What is needed:
Write out all of the material below again, requests included, and shift every point coordinate in the answers by adding 26 to both the x and the y value. Leave the pictures out.

Point annotations for photos
○ ○ ○ ○ ○
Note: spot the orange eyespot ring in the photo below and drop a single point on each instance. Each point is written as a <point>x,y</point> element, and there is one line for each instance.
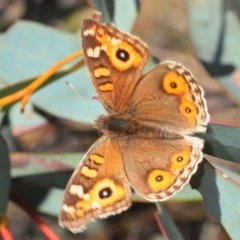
<point>175,84</point>
<point>123,56</point>
<point>188,110</point>
<point>180,159</point>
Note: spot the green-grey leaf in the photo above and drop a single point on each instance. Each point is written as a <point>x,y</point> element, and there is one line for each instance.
<point>220,196</point>
<point>168,225</point>
<point>4,176</point>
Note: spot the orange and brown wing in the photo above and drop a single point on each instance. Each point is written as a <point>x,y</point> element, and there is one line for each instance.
<point>97,188</point>
<point>158,168</point>
<point>115,61</point>
<point>168,96</point>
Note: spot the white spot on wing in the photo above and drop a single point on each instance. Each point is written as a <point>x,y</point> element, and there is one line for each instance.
<point>96,205</point>
<point>96,52</point>
<point>115,41</point>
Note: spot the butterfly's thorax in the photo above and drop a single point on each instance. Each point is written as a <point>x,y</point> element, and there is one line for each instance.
<point>116,124</point>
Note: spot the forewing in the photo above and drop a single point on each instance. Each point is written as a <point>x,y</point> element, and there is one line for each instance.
<point>97,188</point>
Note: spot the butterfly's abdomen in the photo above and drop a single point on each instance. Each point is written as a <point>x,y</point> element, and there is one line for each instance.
<point>117,124</point>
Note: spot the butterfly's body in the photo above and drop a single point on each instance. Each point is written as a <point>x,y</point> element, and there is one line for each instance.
<point>145,134</point>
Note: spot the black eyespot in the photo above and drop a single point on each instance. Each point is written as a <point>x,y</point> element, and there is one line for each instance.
<point>105,193</point>
<point>173,84</point>
<point>179,159</point>
<point>122,54</point>
<point>99,34</point>
<point>159,178</point>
○ ○ ○ ○ ○
Correct output:
Note: spot the orange eyespot ring in the photo below and drop a single point on each instance. Each point is written as a <point>x,y</point> element, and there is one line for each instance.
<point>201,110</point>
<point>149,82</point>
<point>214,136</point>
<point>206,185</point>
Note: spot the green-grey leaf in the photo above and drop a single point on each instance. Each point is written as a <point>x,y</point> element, and there is one line for each instance.
<point>246,222</point>
<point>194,251</point>
<point>30,202</point>
Note: spot the orange and brown wing in the photo above and drop a single point on each instance. Each point is written as a <point>x,y</point> element, and there is one line for each instance.
<point>123,214</point>
<point>184,194</point>
<point>141,87</point>
<point>194,122</point>
Note: spot the white spot on wing in the photo above and drop a single point on each instance. Each point is written as a <point>x,y</point> element, and there is one line for each instance.
<point>122,231</point>
<point>122,78</point>
<point>141,67</point>
Note: spot the butterfly's thorax in the photo above and drop a single point on each instance. Each point is written as a <point>x,y</point> element, and there is one line for each instance.
<point>142,150</point>
Note: spot the forewing in the photo above and drop a single point on each instance. Each point is written as a <point>x,y</point> element, and there is one line for each instance.
<point>123,214</point>
Note: spot the butterfly's abdomen in the photo above and drop a single point on each instance. Each point is written as a <point>x,y</point> element, and there is one line for each instance.
<point>143,150</point>
Note: spot the butterfly's body in the photo above and drop a single point on each instance. Each point is written as a <point>x,y</point> element, and there is one line for each instance.
<point>171,160</point>
Note: spot the black eyespot in the photo above and drop a single point on each instance. Each point is written as a <point>x,y</point> element, and there is one line for each instance.
<point>131,219</point>
<point>199,110</point>
<point>205,185</point>
<point>148,80</point>
<point>125,60</point>
<point>185,204</point>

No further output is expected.